* DATA PROVIDED:

==============================

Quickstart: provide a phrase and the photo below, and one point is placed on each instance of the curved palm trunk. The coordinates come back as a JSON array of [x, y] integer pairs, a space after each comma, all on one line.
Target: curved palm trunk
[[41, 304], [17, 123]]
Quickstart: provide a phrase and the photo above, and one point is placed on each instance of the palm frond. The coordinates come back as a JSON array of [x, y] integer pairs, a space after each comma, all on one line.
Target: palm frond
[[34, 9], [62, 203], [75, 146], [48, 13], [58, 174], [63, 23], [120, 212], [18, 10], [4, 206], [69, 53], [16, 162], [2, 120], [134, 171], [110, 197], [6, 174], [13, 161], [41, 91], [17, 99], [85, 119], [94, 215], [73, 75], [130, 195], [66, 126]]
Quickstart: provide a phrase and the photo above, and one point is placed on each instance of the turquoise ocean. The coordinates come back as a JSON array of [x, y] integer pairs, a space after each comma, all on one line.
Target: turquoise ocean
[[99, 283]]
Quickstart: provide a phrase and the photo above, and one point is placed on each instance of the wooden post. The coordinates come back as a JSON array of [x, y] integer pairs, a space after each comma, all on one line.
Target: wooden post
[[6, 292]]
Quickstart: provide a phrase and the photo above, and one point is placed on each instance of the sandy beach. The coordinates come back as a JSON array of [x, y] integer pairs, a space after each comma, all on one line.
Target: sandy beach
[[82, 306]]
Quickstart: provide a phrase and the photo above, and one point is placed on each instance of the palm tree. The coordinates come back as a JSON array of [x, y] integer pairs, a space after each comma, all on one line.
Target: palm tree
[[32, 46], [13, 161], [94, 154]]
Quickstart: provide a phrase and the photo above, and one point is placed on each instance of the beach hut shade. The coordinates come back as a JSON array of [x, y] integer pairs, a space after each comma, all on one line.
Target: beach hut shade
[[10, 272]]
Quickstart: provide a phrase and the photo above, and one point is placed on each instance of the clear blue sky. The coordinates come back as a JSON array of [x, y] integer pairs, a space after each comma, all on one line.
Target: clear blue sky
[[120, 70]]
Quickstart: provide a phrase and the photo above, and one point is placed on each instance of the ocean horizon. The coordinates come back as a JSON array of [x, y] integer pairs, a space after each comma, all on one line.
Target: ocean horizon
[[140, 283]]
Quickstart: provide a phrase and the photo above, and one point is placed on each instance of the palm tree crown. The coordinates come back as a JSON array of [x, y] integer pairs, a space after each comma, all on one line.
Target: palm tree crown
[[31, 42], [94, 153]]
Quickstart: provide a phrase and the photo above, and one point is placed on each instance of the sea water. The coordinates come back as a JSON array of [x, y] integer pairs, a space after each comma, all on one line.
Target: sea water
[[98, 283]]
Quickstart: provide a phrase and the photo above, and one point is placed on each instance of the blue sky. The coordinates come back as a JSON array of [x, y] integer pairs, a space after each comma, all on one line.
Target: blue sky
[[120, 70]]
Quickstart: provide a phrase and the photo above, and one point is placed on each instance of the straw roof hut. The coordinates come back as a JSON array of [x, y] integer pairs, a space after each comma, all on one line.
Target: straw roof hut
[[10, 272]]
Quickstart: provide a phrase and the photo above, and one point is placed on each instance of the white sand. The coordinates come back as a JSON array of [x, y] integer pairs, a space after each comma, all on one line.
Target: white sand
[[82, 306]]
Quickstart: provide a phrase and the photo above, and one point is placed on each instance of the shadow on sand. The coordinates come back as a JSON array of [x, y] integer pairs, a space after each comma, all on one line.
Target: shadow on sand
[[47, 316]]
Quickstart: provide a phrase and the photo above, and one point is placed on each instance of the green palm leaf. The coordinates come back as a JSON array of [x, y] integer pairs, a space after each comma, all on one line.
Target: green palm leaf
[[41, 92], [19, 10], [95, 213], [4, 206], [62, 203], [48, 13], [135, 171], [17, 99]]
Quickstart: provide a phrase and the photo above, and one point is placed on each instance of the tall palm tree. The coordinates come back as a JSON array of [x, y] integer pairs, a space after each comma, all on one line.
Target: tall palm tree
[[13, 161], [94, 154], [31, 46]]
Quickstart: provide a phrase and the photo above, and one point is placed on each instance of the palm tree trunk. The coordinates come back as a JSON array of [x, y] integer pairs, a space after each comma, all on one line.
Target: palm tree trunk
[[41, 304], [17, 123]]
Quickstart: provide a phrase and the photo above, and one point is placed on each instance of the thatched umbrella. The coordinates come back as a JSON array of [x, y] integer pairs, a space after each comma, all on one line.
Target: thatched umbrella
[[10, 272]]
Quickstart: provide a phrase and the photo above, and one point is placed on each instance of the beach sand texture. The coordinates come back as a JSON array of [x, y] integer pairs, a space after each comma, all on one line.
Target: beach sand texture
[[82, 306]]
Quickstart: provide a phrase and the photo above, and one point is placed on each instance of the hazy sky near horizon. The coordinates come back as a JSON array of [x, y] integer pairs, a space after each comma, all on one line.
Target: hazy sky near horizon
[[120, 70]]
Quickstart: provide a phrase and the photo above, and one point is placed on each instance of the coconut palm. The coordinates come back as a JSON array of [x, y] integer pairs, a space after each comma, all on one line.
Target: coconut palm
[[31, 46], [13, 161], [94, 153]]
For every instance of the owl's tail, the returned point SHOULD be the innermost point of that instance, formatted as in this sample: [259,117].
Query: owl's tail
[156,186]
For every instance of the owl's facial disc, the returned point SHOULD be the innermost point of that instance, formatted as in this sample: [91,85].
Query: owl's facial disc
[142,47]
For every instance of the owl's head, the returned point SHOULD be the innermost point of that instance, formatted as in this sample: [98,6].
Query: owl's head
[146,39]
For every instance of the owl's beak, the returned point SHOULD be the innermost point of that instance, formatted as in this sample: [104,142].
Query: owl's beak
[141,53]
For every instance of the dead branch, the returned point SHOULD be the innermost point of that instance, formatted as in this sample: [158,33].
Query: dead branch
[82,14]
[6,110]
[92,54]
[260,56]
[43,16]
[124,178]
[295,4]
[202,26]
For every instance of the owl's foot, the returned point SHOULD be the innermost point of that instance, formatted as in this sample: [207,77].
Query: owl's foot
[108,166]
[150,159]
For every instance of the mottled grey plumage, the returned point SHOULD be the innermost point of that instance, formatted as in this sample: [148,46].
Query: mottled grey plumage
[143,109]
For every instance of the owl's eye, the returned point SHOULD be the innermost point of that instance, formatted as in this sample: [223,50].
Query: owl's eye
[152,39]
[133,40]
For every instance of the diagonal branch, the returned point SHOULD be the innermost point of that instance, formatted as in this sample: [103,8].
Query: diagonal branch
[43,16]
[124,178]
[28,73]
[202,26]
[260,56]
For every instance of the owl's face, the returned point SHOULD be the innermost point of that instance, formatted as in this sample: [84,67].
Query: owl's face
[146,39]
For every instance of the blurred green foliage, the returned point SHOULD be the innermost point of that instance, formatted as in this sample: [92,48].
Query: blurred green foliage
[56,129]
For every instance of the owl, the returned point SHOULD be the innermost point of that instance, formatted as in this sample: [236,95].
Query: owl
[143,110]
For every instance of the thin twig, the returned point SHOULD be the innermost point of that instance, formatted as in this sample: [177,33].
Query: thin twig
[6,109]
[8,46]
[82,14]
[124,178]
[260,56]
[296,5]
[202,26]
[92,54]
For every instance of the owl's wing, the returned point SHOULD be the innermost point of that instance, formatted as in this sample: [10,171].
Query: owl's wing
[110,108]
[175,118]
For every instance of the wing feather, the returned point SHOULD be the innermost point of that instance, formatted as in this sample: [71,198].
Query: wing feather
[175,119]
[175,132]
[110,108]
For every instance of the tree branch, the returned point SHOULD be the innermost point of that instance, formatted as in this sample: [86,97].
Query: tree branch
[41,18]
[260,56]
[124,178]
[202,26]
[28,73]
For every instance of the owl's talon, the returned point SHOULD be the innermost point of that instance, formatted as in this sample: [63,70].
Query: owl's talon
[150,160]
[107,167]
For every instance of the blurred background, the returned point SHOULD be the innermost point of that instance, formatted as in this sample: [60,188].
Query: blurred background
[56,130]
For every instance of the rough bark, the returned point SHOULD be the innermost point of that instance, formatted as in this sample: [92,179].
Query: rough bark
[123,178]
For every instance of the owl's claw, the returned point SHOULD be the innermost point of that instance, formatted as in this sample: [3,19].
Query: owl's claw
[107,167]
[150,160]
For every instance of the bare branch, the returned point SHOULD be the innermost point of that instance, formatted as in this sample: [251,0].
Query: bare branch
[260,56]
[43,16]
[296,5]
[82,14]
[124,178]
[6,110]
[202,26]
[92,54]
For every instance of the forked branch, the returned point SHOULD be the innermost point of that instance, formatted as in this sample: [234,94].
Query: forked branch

==============================

* BRIEF: Find and copy each line above holding "forked".

* ANSWER SPACE:
For every instance of the forked branch, the returned point SHOULD be the innermost point of that instance, formatted as in this sample: [234,94].
Query: forked branch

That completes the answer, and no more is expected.